* Input records:

--------------------------------

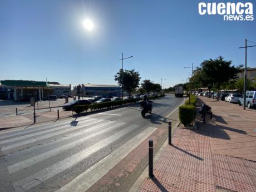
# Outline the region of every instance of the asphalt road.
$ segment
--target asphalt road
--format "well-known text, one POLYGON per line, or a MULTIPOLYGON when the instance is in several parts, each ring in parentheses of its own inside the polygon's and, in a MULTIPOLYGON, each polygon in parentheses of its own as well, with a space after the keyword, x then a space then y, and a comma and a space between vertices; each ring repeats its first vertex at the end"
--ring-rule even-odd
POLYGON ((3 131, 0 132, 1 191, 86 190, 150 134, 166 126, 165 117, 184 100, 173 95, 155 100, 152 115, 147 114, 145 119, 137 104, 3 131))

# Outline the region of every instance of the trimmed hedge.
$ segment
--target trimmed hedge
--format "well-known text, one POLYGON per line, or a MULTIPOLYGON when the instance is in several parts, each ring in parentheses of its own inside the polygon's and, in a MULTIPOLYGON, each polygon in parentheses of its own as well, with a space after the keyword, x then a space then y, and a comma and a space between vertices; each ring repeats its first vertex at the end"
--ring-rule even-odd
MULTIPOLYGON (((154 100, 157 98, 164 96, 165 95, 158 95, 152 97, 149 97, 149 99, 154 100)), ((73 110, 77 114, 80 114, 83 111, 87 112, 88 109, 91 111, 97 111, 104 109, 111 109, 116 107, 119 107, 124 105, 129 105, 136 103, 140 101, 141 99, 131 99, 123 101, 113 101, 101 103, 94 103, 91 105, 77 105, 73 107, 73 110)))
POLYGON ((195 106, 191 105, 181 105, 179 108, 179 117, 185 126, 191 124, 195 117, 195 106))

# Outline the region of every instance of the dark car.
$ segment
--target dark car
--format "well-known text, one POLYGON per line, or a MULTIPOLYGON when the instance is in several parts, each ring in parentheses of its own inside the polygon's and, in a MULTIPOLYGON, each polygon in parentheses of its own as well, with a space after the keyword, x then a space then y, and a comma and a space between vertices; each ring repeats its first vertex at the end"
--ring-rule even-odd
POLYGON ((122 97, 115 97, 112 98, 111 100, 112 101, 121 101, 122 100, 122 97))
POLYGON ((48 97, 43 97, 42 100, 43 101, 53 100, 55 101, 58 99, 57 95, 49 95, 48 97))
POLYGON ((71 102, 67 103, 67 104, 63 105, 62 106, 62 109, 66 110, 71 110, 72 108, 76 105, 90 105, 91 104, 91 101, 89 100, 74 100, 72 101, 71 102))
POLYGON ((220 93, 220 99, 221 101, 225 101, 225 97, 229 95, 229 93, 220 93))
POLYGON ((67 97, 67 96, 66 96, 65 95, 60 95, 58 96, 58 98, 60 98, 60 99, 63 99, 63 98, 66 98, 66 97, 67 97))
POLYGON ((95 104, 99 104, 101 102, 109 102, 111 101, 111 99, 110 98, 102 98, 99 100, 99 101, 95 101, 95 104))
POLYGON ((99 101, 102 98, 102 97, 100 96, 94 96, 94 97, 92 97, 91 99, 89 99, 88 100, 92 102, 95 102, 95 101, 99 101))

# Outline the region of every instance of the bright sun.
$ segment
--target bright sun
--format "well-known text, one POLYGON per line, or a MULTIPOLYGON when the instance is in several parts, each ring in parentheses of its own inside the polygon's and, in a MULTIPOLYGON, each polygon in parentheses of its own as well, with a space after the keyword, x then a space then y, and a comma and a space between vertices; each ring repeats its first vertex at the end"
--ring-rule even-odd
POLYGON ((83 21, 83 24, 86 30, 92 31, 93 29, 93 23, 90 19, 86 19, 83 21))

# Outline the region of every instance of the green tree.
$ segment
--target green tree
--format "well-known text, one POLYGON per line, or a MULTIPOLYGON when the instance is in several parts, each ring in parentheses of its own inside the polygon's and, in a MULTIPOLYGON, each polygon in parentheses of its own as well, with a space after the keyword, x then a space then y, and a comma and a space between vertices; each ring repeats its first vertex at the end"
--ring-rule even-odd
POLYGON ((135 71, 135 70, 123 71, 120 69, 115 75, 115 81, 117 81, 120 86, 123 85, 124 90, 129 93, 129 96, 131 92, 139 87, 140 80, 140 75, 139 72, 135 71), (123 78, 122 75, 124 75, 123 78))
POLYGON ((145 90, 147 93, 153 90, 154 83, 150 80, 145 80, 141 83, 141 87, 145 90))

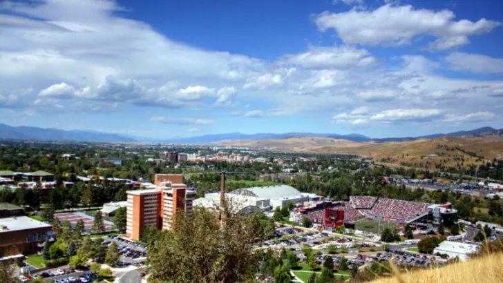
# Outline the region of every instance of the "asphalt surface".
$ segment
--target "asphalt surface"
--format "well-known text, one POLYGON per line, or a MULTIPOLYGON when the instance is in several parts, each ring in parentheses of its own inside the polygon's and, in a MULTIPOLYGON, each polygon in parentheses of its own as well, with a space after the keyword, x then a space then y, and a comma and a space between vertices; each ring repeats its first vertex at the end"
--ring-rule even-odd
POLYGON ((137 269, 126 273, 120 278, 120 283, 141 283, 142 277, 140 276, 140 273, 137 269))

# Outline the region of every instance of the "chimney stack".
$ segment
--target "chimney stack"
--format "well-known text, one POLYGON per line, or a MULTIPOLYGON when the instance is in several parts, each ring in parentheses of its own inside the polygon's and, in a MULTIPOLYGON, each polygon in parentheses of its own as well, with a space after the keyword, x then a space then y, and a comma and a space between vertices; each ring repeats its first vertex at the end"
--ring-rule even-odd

--------------------------------

* Stated task: Convert every line of the records into a Markdown table with the columns Row and Line, giving each non-blank line its own row numbered in order. Omit blank lines and the pictures.

* Solution for this exercise:
| Row | Line |
|---|---|
| 1 | # Outline the region of every instance of the asphalt road. |
| 2 | $ segment |
| 3 | --target asphalt road |
| 4 | --format "well-known text, one POLYGON per line, or a MULTIPOLYGON when the instance is in several parts, each ring in parentheses of its own inside the polygon's and, in a MULTIPOLYGON, each polygon in parentheses of its own as well, with a space after the keyword, x then a space then y, and a comma and a space between vertices; each ring repeats its first vertex at the end" |
| 5 | --ring-rule even-odd |
| 6 | POLYGON ((3 131, 0 132, 1 191, 86 190, 150 134, 166 126, 165 117, 184 100, 173 95, 155 100, 152 115, 147 114, 145 119, 137 104, 3 131)) |
| 7 | # Outline the region of every instance of the trimmed hedge. |
| 8 | $ segment |
| 9 | --target trimmed hedge |
| 10 | --format "well-known text, one POLYGON per line, or a MULTIPOLYGON when the instance is in several parts, each ring in parentheses of its own inside the polygon's and, in a MULTIPOLYGON, each polygon in parentheses of its own as well, with a space after the keyword, x then a space then y, and a comma and a space between vertices; each ring repeats its first vertex at the end" |
| 11 | --ring-rule even-odd |
| 12 | MULTIPOLYGON (((154 100, 157 98, 164 96, 165 95, 158 95, 152 97, 149 97, 149 99, 154 100)), ((73 110, 77 114, 80 114, 83 111, 87 112, 88 109, 91 111, 97 111, 104 109, 111 109, 116 107, 119 107, 124 105, 129 105, 136 103, 140 101, 141 99, 131 99, 123 101, 113 101, 101 103, 94 103, 91 105, 77 105, 73 107, 73 110))) |
| 13 | POLYGON ((195 106, 191 105, 181 105, 179 108, 179 117, 185 126, 191 124, 195 117, 195 106)) |
| 14 | # Outline the region of every instance of the dark car. |
| 15 | $ segment |
| 16 | --target dark car |
| 17 | --format "well-known text, one POLYGON per line, or a MULTIPOLYGON when the instance is in several parts, each ring in parentheses of its own inside the polygon's and, in a MULTIPOLYGON, each polygon in parentheses of its own as well, with a space after the keyword, x then a space then y, and a comma and a space between vertices; each ring repeats its first vertex at the end" |
| 18 | --ring-rule even-odd |
| 19 | POLYGON ((122 97, 115 97, 112 98, 111 100, 112 101, 121 101, 122 100, 122 97)) |
| 20 | POLYGON ((48 97, 43 97, 42 100, 43 101, 53 100, 55 101, 58 99, 57 95, 49 95, 48 97)) |
| 21 | POLYGON ((71 102, 67 103, 67 104, 63 105, 62 106, 62 109, 66 110, 71 110, 72 108, 76 105, 90 105, 91 104, 91 101, 89 100, 74 100, 72 101, 71 102)) |
| 22 | POLYGON ((220 93, 220 99, 221 101, 225 101, 225 97, 229 95, 229 93, 220 93)) |
| 23 | POLYGON ((67 97, 67 96, 66 96, 65 95, 60 95, 58 96, 58 98, 60 98, 60 99, 63 99, 63 98, 66 98, 66 97, 67 97)) |
| 24 | POLYGON ((95 104, 99 104, 101 102, 109 102, 111 101, 111 99, 110 98, 102 98, 99 100, 99 101, 95 101, 95 104)) |
| 25 | POLYGON ((99 101, 102 98, 102 97, 100 96, 94 96, 94 97, 92 97, 91 99, 89 99, 88 100, 92 102, 95 102, 95 101, 99 101)) |
| 26 | # Outline the region of every instance of the bright sun. |
| 27 | $ segment |
| 28 | --target bright sun |
| 29 | --format "well-known text, one POLYGON per line, or a MULTIPOLYGON when the instance is in several parts, each ring in parentheses of its own inside the polygon's and, in a MULTIPOLYGON, each polygon in parentheses of its own as well, with a space after the keyword, x then a space then y, and a comma and a space between vertices; each ring repeats its first vertex at the end" |
| 30 | --ring-rule even-odd |
| 31 | POLYGON ((83 21, 83 24, 86 30, 92 31, 93 29, 93 23, 90 19, 86 19, 83 21)) |
| 32 | # Outline the region of every instance of the green tree. |
| 33 | $ segment |
| 34 | --target green tree |
| 35 | --format "well-known text, one POLYGON per line, or a MULTIPOLYGON when the instance is in several parts, each ring in parentheses of its own inside the polygon's and, in a MULTIPOLYGON, each polygon in parentheses of its own as well, with a space after the keyword, x then a space then y, and a comma and a space between vertices; each ring repeats its first vertex at the end" |
| 36 | --ring-rule even-odd |
| 37 | POLYGON ((135 71, 135 70, 123 71, 120 69, 115 75, 115 81, 117 81, 120 86, 123 85, 124 90, 129 93, 129 96, 131 92, 139 87, 140 80, 140 75, 139 72, 135 71), (123 78, 122 75, 124 75, 123 78)) |
| 38 | POLYGON ((145 90, 147 93, 153 90, 154 83, 150 80, 145 80, 141 83, 141 87, 145 90)) |
| 39 | # Outline the region of every instance of the "asphalt surface". |
| 40 | $ segment |
| 41 | --target "asphalt surface" |
| 42 | --format "well-known text, one POLYGON per line, or a MULTIPOLYGON when the instance is in several parts, each ring in parentheses of its own inside the polygon's and, in a MULTIPOLYGON, each polygon in parentheses of its own as well, with a space after the keyword, x then a space then y, and a comma and a space between vertices; each ring repeats its first vertex at the end" |
| 43 | --ring-rule even-odd |
| 44 | POLYGON ((137 269, 126 273, 120 278, 120 283, 141 283, 142 277, 140 276, 140 273, 137 269)) |
| 45 | # Outline the region of every instance of the "chimney stack". |
| 46 | $ segment |
| 47 | --target "chimney stack" |
| 48 | --format "well-known text, one POLYGON per line, or a MULTIPOLYGON when the instance is in several parts, each ring in parentheses of its own inside the polygon's and, in a MULTIPOLYGON, each polygon in parentheses of its own as well, with a space after the keyword, x then a space then y, and a comma and a space between vertices; each ring repeats its first vertex at the end" |
| 49 | --ring-rule even-odd |